TASK: Locate each line of the items below in which the word "bottle" appears, and copy those lines. Treat uppercase and lowercase letters as distinct.

DATASET ENTRIES:
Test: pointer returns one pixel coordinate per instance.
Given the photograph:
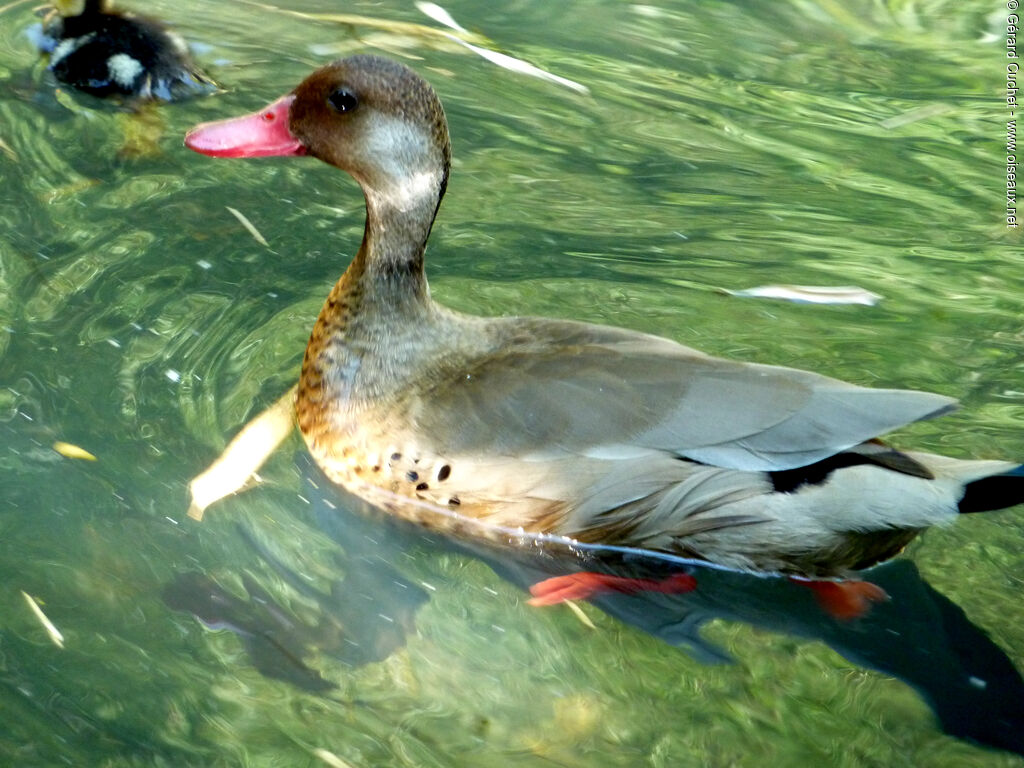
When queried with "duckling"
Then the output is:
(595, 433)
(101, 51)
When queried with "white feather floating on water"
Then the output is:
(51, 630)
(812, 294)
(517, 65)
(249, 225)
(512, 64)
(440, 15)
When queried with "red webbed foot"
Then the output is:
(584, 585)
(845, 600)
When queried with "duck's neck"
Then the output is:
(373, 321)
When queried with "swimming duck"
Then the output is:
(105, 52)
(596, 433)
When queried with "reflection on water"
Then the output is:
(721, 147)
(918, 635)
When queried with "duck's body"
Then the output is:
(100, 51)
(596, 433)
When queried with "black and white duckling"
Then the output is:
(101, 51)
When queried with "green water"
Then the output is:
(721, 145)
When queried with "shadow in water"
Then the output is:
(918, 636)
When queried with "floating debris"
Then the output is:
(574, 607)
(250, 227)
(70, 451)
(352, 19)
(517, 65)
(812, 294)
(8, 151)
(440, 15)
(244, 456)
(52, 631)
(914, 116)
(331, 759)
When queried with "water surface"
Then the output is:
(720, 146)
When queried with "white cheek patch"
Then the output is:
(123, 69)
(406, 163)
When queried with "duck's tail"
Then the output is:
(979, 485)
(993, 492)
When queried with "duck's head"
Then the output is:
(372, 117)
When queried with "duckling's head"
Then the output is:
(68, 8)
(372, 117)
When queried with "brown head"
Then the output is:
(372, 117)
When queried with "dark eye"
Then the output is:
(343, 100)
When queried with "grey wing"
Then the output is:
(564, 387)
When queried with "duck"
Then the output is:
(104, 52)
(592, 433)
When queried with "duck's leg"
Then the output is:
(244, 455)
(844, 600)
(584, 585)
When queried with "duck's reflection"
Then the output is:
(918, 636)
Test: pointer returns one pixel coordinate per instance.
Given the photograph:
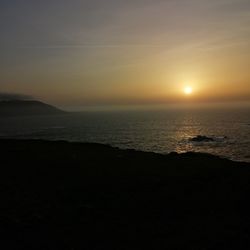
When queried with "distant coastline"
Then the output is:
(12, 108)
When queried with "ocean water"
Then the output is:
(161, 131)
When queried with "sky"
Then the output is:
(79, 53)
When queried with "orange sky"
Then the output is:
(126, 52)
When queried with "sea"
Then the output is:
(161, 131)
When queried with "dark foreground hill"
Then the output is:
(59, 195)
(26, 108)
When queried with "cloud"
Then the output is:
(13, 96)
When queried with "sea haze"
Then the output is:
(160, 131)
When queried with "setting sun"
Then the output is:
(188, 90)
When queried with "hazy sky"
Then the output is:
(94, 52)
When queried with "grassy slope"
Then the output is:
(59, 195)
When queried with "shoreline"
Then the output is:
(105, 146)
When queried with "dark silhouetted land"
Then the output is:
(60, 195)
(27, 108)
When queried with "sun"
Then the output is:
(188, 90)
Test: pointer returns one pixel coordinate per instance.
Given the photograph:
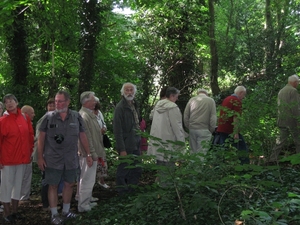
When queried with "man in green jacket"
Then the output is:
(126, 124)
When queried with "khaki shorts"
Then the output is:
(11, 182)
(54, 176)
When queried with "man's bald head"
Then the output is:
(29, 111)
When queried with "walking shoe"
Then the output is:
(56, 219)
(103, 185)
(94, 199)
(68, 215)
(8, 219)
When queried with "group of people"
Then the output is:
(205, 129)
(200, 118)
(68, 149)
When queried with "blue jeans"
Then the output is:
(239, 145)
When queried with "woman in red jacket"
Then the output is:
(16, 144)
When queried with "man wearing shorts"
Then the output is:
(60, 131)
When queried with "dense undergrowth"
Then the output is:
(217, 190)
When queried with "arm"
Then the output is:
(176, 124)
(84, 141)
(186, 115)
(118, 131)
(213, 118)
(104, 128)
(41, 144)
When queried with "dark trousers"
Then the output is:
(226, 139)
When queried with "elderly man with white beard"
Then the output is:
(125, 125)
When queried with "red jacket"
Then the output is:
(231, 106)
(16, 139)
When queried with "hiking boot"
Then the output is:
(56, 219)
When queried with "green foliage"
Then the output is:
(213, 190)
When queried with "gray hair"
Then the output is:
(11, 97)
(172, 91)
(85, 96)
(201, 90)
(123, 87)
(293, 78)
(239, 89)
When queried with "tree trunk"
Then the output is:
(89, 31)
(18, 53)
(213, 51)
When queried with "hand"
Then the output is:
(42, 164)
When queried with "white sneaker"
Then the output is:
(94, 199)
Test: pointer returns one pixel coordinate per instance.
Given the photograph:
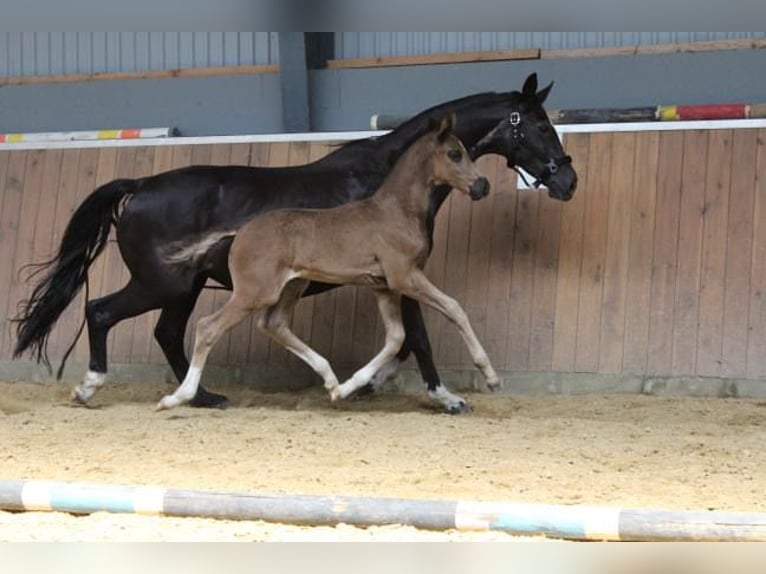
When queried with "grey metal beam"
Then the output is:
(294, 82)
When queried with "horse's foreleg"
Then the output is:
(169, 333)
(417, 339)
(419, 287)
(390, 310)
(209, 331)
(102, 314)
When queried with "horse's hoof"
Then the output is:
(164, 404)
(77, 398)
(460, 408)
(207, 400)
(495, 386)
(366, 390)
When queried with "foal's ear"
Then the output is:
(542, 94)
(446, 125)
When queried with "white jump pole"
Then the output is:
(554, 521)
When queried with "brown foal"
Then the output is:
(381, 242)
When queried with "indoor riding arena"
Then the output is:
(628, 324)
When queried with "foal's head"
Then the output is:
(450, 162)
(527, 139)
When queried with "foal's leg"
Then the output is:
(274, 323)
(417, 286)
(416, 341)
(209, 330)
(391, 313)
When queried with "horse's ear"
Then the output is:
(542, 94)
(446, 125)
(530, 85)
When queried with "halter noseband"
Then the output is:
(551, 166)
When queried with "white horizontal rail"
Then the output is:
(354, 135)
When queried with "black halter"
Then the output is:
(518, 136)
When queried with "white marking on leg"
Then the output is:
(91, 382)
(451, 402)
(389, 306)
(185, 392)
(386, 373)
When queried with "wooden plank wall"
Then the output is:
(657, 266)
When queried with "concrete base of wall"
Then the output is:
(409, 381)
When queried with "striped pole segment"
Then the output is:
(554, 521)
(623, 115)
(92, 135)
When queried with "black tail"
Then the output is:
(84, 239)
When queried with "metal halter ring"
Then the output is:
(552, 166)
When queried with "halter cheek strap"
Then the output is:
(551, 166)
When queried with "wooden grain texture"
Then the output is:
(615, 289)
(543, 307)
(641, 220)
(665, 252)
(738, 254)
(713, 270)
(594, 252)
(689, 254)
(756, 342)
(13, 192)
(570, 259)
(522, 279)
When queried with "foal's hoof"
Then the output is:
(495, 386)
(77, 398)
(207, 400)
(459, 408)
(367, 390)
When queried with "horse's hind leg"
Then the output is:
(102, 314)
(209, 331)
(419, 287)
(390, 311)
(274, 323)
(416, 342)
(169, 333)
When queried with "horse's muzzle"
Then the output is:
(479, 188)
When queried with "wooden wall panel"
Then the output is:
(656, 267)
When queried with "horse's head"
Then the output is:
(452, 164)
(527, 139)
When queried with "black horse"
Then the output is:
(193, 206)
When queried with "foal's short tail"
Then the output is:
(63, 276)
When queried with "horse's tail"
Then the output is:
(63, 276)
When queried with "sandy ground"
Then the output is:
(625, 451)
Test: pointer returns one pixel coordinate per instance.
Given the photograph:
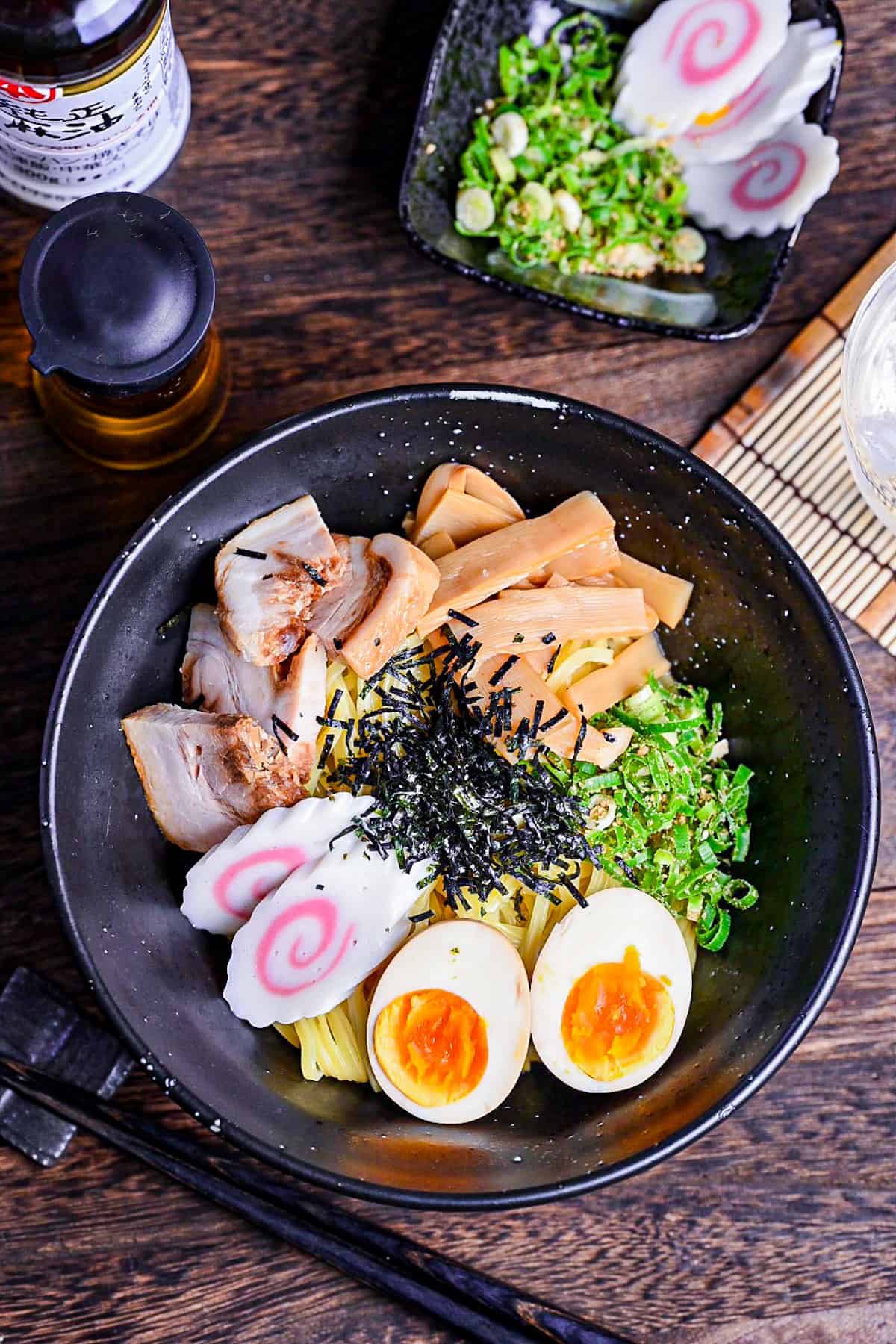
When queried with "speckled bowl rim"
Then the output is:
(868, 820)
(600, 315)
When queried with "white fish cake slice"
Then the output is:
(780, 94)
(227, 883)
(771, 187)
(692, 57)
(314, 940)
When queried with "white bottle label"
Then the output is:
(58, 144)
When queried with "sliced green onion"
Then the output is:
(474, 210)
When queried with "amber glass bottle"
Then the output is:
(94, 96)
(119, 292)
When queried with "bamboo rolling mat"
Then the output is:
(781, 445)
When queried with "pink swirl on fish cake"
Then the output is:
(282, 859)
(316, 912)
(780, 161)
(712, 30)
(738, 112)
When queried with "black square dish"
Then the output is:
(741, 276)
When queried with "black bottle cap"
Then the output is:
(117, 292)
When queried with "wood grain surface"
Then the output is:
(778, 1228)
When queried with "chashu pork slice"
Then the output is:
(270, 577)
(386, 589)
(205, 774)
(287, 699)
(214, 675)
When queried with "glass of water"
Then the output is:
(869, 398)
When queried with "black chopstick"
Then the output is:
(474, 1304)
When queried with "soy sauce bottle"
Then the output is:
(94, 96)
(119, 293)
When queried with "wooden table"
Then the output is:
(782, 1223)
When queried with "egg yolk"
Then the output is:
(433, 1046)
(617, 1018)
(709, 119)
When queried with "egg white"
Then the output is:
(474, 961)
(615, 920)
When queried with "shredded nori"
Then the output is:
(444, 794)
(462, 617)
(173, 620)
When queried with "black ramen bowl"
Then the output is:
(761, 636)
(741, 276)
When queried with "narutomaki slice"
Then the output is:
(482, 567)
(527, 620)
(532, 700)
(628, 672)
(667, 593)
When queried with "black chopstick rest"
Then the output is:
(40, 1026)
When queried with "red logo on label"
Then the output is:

RESPONSE:
When queried with "white bottle label"
When queried with "amber glass bottle"
When queried with "black bottle cap"
When queried with "soy sauce bottle"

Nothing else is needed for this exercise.